## REQUIRED WORK:
Lay out the records below as a JSON list of strings, one string per line with blank lines omitted, covering everything from the start of the records down through the line containing "[111,549,202,635]", both ends included. Leave the pictures out of the answer.

## EXCERPTED RECORDS:
--- Start ---

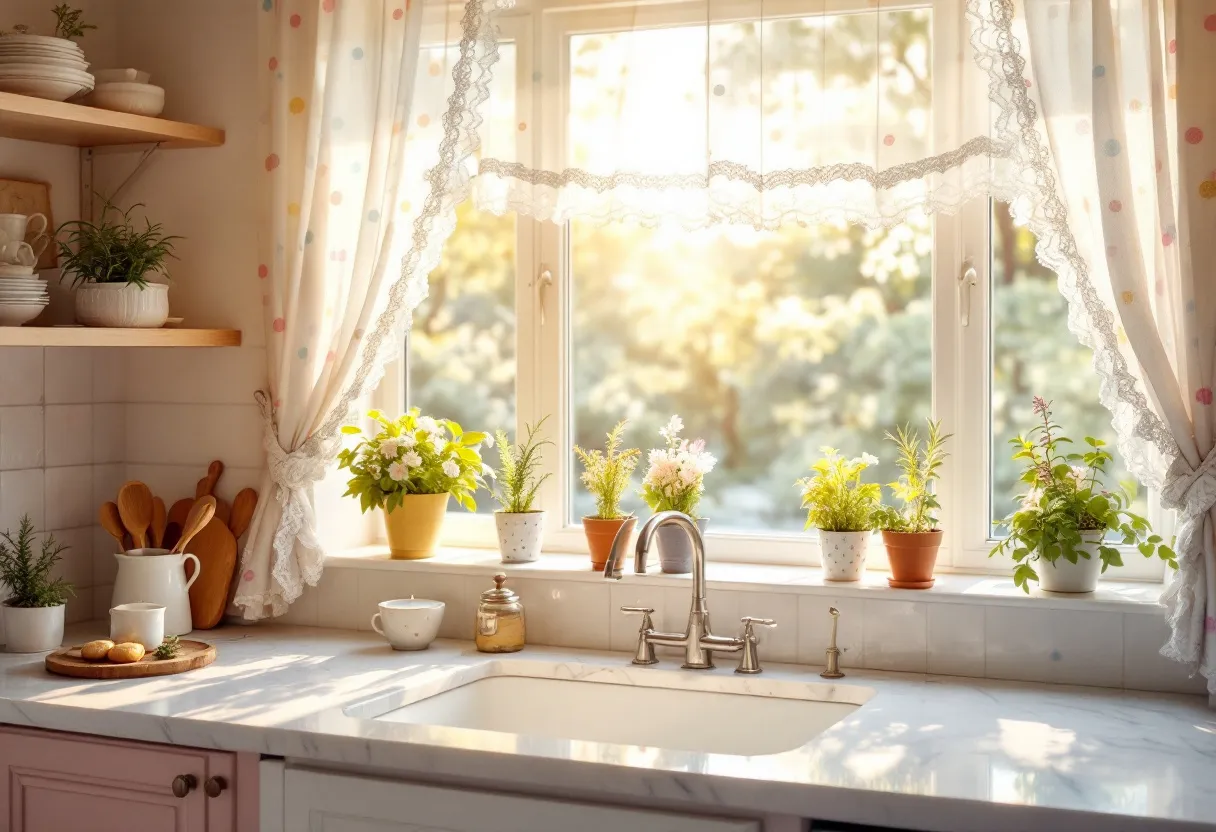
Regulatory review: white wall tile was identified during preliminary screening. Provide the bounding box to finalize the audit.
[0,468,46,534]
[43,347,92,404]
[798,595,866,668]
[862,601,929,673]
[0,347,43,405]
[45,404,92,467]
[44,465,97,529]
[925,603,984,679]
[0,406,46,471]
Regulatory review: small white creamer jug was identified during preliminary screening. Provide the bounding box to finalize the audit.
[111,549,202,635]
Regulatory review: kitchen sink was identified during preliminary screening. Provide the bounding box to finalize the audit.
[345,659,874,757]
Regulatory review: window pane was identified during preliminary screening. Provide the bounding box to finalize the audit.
[990,201,1147,519]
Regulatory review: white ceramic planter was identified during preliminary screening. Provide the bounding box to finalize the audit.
[0,601,64,653]
[1035,532,1103,592]
[820,529,869,581]
[75,283,169,330]
[494,511,545,563]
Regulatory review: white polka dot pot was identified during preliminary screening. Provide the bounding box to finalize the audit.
[820,529,869,580]
[494,511,545,563]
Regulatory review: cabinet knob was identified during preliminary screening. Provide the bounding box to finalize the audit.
[173,775,198,798]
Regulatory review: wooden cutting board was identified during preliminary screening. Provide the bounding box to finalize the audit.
[46,639,215,679]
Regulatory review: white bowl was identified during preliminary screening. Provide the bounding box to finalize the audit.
[92,69,152,84]
[89,81,164,116]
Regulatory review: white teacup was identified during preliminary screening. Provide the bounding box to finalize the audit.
[109,602,164,652]
[372,598,444,650]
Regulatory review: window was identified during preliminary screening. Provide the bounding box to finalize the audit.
[393,0,1161,578]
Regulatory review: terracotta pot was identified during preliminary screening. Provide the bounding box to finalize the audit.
[883,530,944,589]
[582,517,637,572]
[384,491,450,561]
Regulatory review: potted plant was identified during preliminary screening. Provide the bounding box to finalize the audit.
[0,515,74,653]
[873,420,950,589]
[492,416,553,563]
[55,202,180,328]
[574,420,641,572]
[642,416,717,574]
[989,395,1178,592]
[338,407,491,561]
[795,448,883,581]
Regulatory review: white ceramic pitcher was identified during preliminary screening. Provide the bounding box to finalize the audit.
[109,549,202,635]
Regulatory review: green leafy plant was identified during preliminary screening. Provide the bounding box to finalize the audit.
[338,407,494,512]
[0,515,75,607]
[51,2,97,40]
[871,418,953,534]
[492,416,553,515]
[989,395,1178,592]
[574,420,641,519]
[794,448,883,532]
[55,202,181,288]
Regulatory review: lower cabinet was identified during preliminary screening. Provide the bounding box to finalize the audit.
[0,714,258,832]
[280,768,760,832]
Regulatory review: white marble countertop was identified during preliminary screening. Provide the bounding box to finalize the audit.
[0,624,1216,832]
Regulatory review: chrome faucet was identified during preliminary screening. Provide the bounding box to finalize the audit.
[604,511,777,674]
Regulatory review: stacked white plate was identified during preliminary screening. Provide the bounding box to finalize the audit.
[0,275,51,326]
[0,34,94,101]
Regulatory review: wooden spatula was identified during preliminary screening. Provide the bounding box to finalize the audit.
[152,497,169,549]
[229,488,258,540]
[173,496,215,555]
[118,479,152,549]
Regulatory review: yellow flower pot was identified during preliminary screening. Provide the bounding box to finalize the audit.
[384,491,450,561]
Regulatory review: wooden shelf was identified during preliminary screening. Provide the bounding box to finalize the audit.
[0,92,224,147]
[0,326,241,347]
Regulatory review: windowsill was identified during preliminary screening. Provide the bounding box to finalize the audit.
[325,545,1165,615]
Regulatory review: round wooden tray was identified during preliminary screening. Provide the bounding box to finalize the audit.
[46,639,215,679]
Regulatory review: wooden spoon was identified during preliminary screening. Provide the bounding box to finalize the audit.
[97,502,126,552]
[229,488,258,540]
[173,496,215,555]
[152,497,169,549]
[118,479,152,549]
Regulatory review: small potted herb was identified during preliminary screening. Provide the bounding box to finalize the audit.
[492,416,553,563]
[873,420,950,589]
[574,420,641,572]
[642,416,717,574]
[989,395,1178,592]
[338,407,489,561]
[795,448,883,580]
[55,202,180,328]
[0,515,74,653]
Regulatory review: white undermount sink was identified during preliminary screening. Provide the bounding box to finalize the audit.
[345,659,874,757]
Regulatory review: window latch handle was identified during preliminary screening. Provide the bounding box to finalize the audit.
[958,258,978,326]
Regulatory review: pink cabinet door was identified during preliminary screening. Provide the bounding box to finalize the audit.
[0,714,244,832]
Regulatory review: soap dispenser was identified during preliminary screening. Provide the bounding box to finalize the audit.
[473,572,525,653]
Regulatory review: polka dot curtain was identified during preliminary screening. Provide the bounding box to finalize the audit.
[235,0,494,619]
[972,0,1216,703]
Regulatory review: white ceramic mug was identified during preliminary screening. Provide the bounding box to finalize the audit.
[372,598,444,650]
[109,601,164,652]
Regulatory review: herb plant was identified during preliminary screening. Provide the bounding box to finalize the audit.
[492,416,553,515]
[872,420,952,534]
[338,407,494,512]
[794,448,883,532]
[55,202,181,288]
[0,515,75,607]
[574,420,641,519]
[989,395,1178,592]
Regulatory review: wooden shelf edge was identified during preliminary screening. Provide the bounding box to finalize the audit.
[0,92,225,147]
[0,326,241,347]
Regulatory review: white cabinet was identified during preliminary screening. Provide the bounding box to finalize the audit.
[283,768,760,832]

--- End ---

## RESPONSE TO THIS EXERCISE:
[
  "Regulatory review: white wall tile was identified during preliminary screening. Provide the bounding box to finalize the audit.",
  "[0,468,46,534]",
  "[43,347,92,404]",
  "[798,595,866,668]",
  "[862,601,929,673]",
  "[0,347,43,405]",
  "[45,404,92,467]",
  "[44,465,97,529]",
  "[925,603,984,679]",
  "[0,406,46,471]",
  "Regulatory review: small white creamer jug was identified during preliminary screening. Provide the bounding box to finalize the audit.",
  "[111,549,202,635]"
]